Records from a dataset
*** Block opens ***

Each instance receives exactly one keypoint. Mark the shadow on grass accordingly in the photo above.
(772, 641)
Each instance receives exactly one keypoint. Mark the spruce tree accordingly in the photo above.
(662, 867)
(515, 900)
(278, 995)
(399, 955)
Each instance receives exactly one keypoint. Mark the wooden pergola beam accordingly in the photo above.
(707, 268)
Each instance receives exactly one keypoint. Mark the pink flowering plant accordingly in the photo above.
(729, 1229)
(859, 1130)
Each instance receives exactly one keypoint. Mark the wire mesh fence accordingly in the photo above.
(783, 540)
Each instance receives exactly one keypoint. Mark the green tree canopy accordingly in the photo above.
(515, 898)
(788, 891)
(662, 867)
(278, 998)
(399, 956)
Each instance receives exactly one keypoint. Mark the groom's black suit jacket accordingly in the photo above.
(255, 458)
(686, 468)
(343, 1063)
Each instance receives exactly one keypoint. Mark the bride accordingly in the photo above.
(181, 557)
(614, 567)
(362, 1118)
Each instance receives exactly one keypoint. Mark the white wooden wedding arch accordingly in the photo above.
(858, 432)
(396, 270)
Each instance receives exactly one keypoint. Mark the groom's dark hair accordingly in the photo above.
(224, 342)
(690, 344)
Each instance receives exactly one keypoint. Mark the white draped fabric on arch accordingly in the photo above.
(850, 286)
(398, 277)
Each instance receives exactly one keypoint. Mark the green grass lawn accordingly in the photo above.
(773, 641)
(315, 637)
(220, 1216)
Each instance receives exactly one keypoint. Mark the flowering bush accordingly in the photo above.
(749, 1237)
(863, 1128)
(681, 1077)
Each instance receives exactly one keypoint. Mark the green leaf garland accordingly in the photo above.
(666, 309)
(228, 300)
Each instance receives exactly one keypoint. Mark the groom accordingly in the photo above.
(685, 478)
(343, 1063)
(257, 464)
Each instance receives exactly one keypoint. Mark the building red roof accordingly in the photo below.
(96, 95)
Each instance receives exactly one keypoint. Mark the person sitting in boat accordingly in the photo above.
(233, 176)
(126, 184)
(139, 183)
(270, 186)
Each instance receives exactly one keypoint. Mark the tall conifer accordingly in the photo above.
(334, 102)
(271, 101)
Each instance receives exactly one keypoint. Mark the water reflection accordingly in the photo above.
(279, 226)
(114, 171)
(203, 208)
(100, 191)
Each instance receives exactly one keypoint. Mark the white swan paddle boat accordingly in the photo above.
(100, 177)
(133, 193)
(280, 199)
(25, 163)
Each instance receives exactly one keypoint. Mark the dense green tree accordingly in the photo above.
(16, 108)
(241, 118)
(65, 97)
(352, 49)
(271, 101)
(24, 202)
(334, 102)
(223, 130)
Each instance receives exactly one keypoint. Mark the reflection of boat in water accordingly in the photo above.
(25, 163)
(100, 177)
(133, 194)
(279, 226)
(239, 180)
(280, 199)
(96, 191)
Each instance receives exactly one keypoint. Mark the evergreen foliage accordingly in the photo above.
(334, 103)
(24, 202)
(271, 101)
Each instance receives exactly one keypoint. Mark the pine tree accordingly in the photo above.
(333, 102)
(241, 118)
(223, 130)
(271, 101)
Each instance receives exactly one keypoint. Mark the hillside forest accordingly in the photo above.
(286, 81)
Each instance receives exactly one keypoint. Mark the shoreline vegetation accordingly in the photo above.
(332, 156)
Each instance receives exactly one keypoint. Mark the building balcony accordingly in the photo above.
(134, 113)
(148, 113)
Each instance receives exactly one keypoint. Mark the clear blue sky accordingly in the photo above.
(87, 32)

*** Block closes ***

# Your objective
Nothing in the records above may be left out when you repeat them exactly.

# Output of the exercise
Each instance receives exactly one keypoint. Mark the shadow on grass accordingly in the photo above.
(772, 641)
Each instance receives exactly one keypoint. Mark the spruce tree accordingly in the photo above.
(662, 867)
(515, 900)
(278, 995)
(399, 955)
Each instance receives exactly one keypoint. Mark the wooden pergola beam accordingly in the photo above.
(707, 268)
Each instance receives exactly one keypoint. Mark the pink flowering plant accordingly in the photo above.
(729, 1229)
(859, 1130)
Each instance receives exactly one keypoint. Mark the wire mesh fence accordingly in the photo above.
(783, 540)
Each instance receives exactly one keypoint. Mark the green tree canopy accordingly in the photo above.
(515, 898)
(788, 891)
(662, 867)
(278, 998)
(399, 956)
Each instance receives exactly one keypoint. Mark the groom's black suit jacket accordingly in the photo above.
(255, 458)
(686, 468)
(343, 1063)
Each instance receives exactly one keypoint. Mark the bride accordingly in the photo above.
(181, 557)
(614, 567)
(362, 1118)
Each instance receives exactly one keypoint. Mark the white wooden wedding arch accordingly in the photo above.
(858, 432)
(396, 270)
Each instance receives exactly one keypoint. Mark the groom's dark hair accordingly in the photo above.
(224, 342)
(690, 344)
Each instance receives exactly one keypoint. Mark the white draped fabric on arch accordingly in the photo above.
(850, 286)
(398, 277)
Each instance receives exactly one keypoint. Mark the green grass lawn accordingly in the photo above.
(773, 641)
(315, 637)
(220, 1216)
Each instance receives exactly one keypoint. Mark the flowering bush accordingly in the photo above.
(749, 1237)
(863, 1128)
(681, 1077)
Each instance receives exactly one keypoint. Mark the green leaf garland accordingly in the photo above.
(666, 309)
(228, 300)
Each instance receives exactly one keypoint. Mark the groom accordingly in the photo above.
(685, 478)
(343, 1063)
(257, 464)
Each instance receives exactly one keypoint. Mark the building red roof accordingly in the photo below.
(96, 95)
Each instance receives exactly one keypoint. Mark the person sitting in boat accordingly in the photo above.
(233, 176)
(126, 184)
(139, 183)
(270, 186)
Each instance receives exactly one keypoint. Mark the tall conifer accordingly in the photo above.
(334, 102)
(271, 101)
Each instance receives exactly one keypoint. Mark the water reflection accordingly in the photo above.
(279, 226)
(114, 171)
(203, 208)
(100, 191)
Each instance receives exactly one keypoint. Mark the white swan paddle boat accordingly in the photo above.
(100, 177)
(133, 193)
(280, 199)
(25, 163)
Each instance receives exactly one keypoint. Mark the dense green tree accordingly in the photo above.
(16, 108)
(241, 118)
(65, 97)
(352, 49)
(271, 101)
(24, 202)
(334, 102)
(223, 130)
Each instance receives exactly one keypoint. Mark the reflection of boat in water accordingly in the photo above.
(25, 163)
(100, 177)
(133, 194)
(279, 226)
(239, 180)
(280, 199)
(96, 191)
Each instance receives exactly one keypoint. Mark the evergreen foliage accordingly in the photo above.
(334, 103)
(24, 202)
(271, 101)
Each instance receives exactly one keypoint. Mark the pine tree accordingly in the photo above.
(333, 102)
(241, 118)
(223, 130)
(271, 101)
Each instance receives exactly one keypoint. Mark the hillside forest accordingly in the photo above.
(286, 81)
Each instance receives exactly one keypoint. Mark the shoreline vegetation accordingly in the photo above.
(332, 156)
Each instance receives exactly one keypoint. Mark the building balcony accordingly in the photo above.
(134, 113)
(148, 113)
Each instance receives exactly one keypoint. Mark the clear blue sky accordingly in the photo above.
(87, 32)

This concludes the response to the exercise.